Render the listing below as a Markdown table with two columns, Row and Line, giving each nonblank line its own numbered row and leaving out blank lines.

---------- RECORDS PROVIDED ----------

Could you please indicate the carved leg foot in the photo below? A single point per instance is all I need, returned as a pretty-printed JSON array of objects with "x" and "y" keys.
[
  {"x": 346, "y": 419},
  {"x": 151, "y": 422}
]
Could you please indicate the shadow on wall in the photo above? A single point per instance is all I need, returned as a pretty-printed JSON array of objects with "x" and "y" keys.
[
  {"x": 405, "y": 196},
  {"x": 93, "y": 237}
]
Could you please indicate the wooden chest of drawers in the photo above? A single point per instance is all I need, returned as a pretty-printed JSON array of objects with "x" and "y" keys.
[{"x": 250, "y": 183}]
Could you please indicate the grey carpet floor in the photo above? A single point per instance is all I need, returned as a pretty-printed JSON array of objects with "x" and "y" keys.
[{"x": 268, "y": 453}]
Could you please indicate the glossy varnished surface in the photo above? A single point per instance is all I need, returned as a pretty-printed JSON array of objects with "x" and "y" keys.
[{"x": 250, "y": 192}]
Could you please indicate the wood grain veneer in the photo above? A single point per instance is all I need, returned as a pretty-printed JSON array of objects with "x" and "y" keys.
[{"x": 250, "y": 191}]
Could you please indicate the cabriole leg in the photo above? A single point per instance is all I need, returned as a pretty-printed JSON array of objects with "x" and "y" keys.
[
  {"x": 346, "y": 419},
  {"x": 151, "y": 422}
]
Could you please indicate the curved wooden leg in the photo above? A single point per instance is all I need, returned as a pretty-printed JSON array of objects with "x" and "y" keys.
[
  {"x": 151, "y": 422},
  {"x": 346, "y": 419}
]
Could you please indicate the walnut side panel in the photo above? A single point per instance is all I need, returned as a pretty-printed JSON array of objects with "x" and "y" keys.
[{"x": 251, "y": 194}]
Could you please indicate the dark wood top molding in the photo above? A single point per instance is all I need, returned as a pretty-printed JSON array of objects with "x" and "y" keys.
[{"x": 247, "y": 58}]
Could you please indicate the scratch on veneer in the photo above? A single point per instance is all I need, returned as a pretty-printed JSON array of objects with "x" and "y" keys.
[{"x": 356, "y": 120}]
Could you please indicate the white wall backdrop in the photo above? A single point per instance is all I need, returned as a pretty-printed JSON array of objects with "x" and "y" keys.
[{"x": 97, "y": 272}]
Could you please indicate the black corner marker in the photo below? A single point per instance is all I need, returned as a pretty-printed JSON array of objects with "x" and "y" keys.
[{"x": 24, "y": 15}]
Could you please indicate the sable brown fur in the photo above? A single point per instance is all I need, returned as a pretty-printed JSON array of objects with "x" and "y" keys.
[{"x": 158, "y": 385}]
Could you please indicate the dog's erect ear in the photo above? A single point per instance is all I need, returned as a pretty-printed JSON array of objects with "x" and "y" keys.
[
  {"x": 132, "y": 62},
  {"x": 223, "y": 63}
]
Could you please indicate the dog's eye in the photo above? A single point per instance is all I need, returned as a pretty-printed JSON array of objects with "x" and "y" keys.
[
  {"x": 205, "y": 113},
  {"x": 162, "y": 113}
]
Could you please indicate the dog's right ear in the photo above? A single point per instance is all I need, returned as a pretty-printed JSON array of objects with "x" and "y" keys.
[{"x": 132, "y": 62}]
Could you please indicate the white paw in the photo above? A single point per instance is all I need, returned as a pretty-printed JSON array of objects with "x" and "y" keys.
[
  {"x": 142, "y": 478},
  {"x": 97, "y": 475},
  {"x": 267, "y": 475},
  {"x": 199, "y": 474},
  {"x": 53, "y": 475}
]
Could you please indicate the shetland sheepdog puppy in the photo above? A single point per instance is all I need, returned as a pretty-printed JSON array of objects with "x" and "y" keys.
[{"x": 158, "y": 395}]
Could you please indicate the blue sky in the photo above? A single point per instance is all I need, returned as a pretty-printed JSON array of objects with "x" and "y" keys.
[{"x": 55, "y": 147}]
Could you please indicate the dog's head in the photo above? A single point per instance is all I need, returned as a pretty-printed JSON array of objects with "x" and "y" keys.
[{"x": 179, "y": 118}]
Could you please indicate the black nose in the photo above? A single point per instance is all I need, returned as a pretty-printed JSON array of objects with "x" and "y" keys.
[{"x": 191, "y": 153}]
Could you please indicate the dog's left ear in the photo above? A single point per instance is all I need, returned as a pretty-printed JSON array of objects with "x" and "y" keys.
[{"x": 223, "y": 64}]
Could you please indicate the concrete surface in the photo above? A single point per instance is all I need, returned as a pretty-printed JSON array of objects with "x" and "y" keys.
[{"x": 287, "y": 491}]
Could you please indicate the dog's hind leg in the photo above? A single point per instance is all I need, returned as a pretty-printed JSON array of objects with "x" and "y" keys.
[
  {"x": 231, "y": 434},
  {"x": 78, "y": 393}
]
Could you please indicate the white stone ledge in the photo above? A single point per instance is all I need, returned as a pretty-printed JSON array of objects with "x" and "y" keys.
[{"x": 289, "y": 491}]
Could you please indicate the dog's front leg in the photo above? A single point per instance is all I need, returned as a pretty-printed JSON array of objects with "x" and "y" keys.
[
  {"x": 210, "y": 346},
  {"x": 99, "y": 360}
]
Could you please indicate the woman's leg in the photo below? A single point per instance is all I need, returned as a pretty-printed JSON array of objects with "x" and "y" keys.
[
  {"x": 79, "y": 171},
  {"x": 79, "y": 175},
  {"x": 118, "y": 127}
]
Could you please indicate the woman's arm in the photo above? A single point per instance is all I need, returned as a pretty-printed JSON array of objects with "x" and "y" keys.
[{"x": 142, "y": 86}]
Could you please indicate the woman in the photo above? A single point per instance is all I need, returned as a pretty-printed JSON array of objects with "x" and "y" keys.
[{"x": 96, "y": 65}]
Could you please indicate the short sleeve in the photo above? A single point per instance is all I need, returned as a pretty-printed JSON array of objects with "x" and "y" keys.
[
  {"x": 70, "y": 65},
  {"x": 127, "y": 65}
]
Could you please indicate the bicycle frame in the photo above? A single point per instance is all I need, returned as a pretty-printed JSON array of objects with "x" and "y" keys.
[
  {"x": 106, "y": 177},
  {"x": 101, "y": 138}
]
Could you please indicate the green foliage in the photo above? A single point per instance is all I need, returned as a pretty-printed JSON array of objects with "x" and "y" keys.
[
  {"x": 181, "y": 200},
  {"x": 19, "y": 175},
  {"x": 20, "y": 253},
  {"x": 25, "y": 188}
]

----------

OUTPUT FOR THIS TASK:
| Row | Line |
|---|---|
| 1 | Could you please indicate the carved leg foot in the photo below? A single point per instance is all I need, returned as a pretty-printed JSON array of objects with "x" and "y" keys. |
| 2 | [ |
| 3 |   {"x": 346, "y": 419}, |
| 4 |   {"x": 151, "y": 422} |
| 5 | ] |
| 6 | Could you please indicate the shadow on wall in the photo above? A single point per instance is all I need, returned as a pretty-printed JSON array of objects with "x" and "y" keys. |
| 7 | [ |
| 8 |   {"x": 405, "y": 196}, |
| 9 |   {"x": 93, "y": 237} |
| 10 | ] |
| 11 | Could you please indicate the wooden chest of drawers in the photo above? A single point per instance is all I need, returned as a pretty-printed JSON array of objects with "x" and "y" keys. |
| 12 | [{"x": 250, "y": 183}] |
| 13 | Could you please indicate the grey carpet floor in the photo above? A single point per instance is all I need, returned as a pretty-printed JSON array of objects with "x" and "y" keys. |
| 14 | [{"x": 268, "y": 453}] |
| 15 | Could you please indicate the glossy varnished surface in the photo above? A single point per instance is all I need, returned as a pretty-printed JSON array of objects with "x" and "y" keys. |
| 16 | [{"x": 250, "y": 192}] |
| 17 | Could you please indicate the wood grain veneer in the photo above? A single point per instance is all I need, returned as a pretty-printed JSON array of objects with "x" and "y" keys. |
| 18 | [{"x": 250, "y": 191}] |
| 19 | Could you please indicate the cabriole leg in the photo above? A single point per instance is all I need, returned as a pretty-printed JSON array of objects with "x" and "y" keys. |
| 20 | [ |
| 21 |   {"x": 346, "y": 419}, |
| 22 |   {"x": 151, "y": 422} |
| 23 | ] |
| 24 | Could you please indicate the curved wooden leg in the photo above? A single point per instance is all I need, returned as a pretty-printed JSON array of objects with "x" and "y" keys. |
| 25 | [ |
| 26 |   {"x": 151, "y": 422}, |
| 27 |   {"x": 346, "y": 419} |
| 28 | ] |
| 29 | Could you please indicate the walnut side panel in the photo above? A single point per instance is all I need, returned as a pretty-printed JSON array of objects with "x" and "y" keys. |
| 30 | [{"x": 251, "y": 194}] |
| 31 | Could you please indicate the dark wood top molding in the photo above? A single point per instance is all I need, returned as a pretty-printed JSON array of objects with "x" and "y" keys. |
| 32 | [{"x": 247, "y": 58}] |
| 33 | Could you please indicate the scratch on veneer in the photo above? A single point per instance is all I need, returned as a pretty-printed JSON array of objects with "x" and "y" keys. |
| 34 | [{"x": 356, "y": 120}] |
| 35 | Could you please indicate the white wall backdrop in the photo above? A single point per instance is all I need, returned as a pretty-printed JSON array of objects with "x" and "y" keys. |
| 36 | [{"x": 97, "y": 272}] |
| 37 | Could you please indicate the black corner marker in the photo below? A single point per instance is all I need, returned as a pretty-printed JSON array of objects with "x" and "y" keys. |
| 38 | [{"x": 24, "y": 15}] |
| 39 | Could you please indicate the sable brown fur in the photo above? A single point per instance is all I need, returned as a pretty-printed JSON array of objects with "x" and "y" keys. |
| 40 | [{"x": 158, "y": 385}] |
| 41 | Could you please indicate the dog's erect ear in the photo above? A single point per instance is all I need, returned as a pretty-printed JSON array of objects with "x" and "y" keys. |
| 42 | [ |
| 43 |   {"x": 132, "y": 62}, |
| 44 |   {"x": 223, "y": 63} |
| 45 | ] |
| 46 | Could you please indicate the dog's eye in the photo above? A single point per instance is all I need, returned as a pretty-printed JSON array of objects with "x" and "y" keys. |
| 47 | [ |
| 48 |   {"x": 205, "y": 113}, |
| 49 |   {"x": 162, "y": 113} |
| 50 | ] |
| 51 | Could you please indicate the dog's right ear in the photo above? A single point per instance is all I need, returned as a pretty-printed JSON array of objects with "x" and "y" keys. |
| 52 | [{"x": 132, "y": 62}] |
| 53 | Could you please indicate the white paw in the photo above? A single point per instance is all I need, returned as a pretty-printed JSON array of objects with "x" and "y" keys. |
| 54 | [ |
| 55 |   {"x": 142, "y": 478}, |
| 56 |   {"x": 97, "y": 475}, |
| 57 |   {"x": 267, "y": 475}, |
| 58 |   {"x": 199, "y": 474}, |
| 59 |   {"x": 53, "y": 475} |
| 60 | ] |
| 61 | Could you please indicate the shetland sheepdog puppy in the photo above? A single point per instance is all I need, returned as a pretty-printed JSON array of objects with "x" and "y" keys. |
| 62 | [{"x": 158, "y": 395}] |
| 63 | Could you please indicate the blue sky in the photo above? A single point per instance is all I need, returned as a pretty-printed JSON array of objects with "x" and "y" keys. |
| 64 | [{"x": 55, "y": 147}] |
| 65 | Could you please indicate the dog's head in the photo above? A single point per instance is all I need, returned as a pretty-printed JSON array of objects with "x" and "y" keys. |
| 66 | [{"x": 179, "y": 118}] |
| 67 | Could you please indicate the black nose in the photo above? A single point per instance is all I need, returned as a pretty-printed JSON array of objects with "x" and "y" keys. |
| 68 | [{"x": 191, "y": 153}] |
| 69 | Could you please indicate the dog's left ear in the photo above? A single point per instance is all I need, returned as a pretty-printed JSON array of objects with "x" and "y" keys. |
| 70 | [{"x": 223, "y": 64}] |
| 71 | Could you please indicate the concrete surface in the photo above? A single point per instance is all I need, returned as a pretty-printed JSON array of objects with "x" and "y" keys. |
| 72 | [{"x": 287, "y": 491}] |
| 73 | Could you please indicate the dog's hind leg in the photo above? A single point per instance is all I need, returned as a pretty-printed JSON array of objects with "x" and "y" keys. |
| 74 | [ |
| 75 |   {"x": 231, "y": 434}, |
| 76 |   {"x": 78, "y": 393} |
| 77 | ] |
| 78 | Could you please indicate the white stone ledge in the photo above? A single point per instance is all I need, returned as a pretty-printed JSON array of objects with "x" and "y" keys. |
| 79 | [{"x": 289, "y": 491}] |
| 80 | Could you please indicate the dog's front leg in the photo above? A single point per instance is all I need, returned as a pretty-printed JSON array of objects with "x" and "y" keys. |
| 81 | [ |
| 82 |   {"x": 210, "y": 346}, |
| 83 |   {"x": 99, "y": 360} |
| 84 | ] |
| 85 | Could you please indicate the woman's leg in the photo below? A single point per instance is all I need, returned as a pretty-printed JSON array of objects with "x" and "y" keys. |
| 86 | [ |
| 87 |   {"x": 79, "y": 171}, |
| 88 |   {"x": 79, "y": 175}, |
| 89 |   {"x": 118, "y": 127} |
| 90 | ] |
| 91 | Could you please indicate the woman's arm in the photo above? A single point per instance is all I need, returned as a pretty-printed JSON array of objects with "x" and "y" keys. |
| 92 | [{"x": 142, "y": 86}] |
| 93 | Could you please indicate the woman in the photo above? A single point per instance is all I need, returned as a pretty-printed JSON array of objects with "x" and "y" keys. |
| 94 | [{"x": 96, "y": 65}] |
| 95 | Could you please indicate the short sleeve in the photo above? A single point per instance is all I need, returned as a pretty-printed JSON array of objects with "x" and "y" keys. |
| 96 | [ |
| 97 |   {"x": 70, "y": 65}, |
| 98 |   {"x": 127, "y": 65} |
| 99 | ] |
| 100 | Could you please indicate the bicycle frame in the photo above? A single point per instance is all I need, returned as a pretty-printed JSON array of objects with "x" and "y" keys. |
| 101 | [ |
| 102 |   {"x": 106, "y": 177}, |
| 103 |   {"x": 101, "y": 138} |
| 104 | ] |
| 105 | Could you please indicate the green foliage in the photo above? A single point per instance is all I need, returned as a pretty-printed JSON array of objects with "x" and "y" keys. |
| 106 | [ |
| 107 |   {"x": 181, "y": 200}, |
| 108 |   {"x": 19, "y": 175}, |
| 109 |   {"x": 20, "y": 253}, |
| 110 |   {"x": 25, "y": 188} |
| 111 | ] |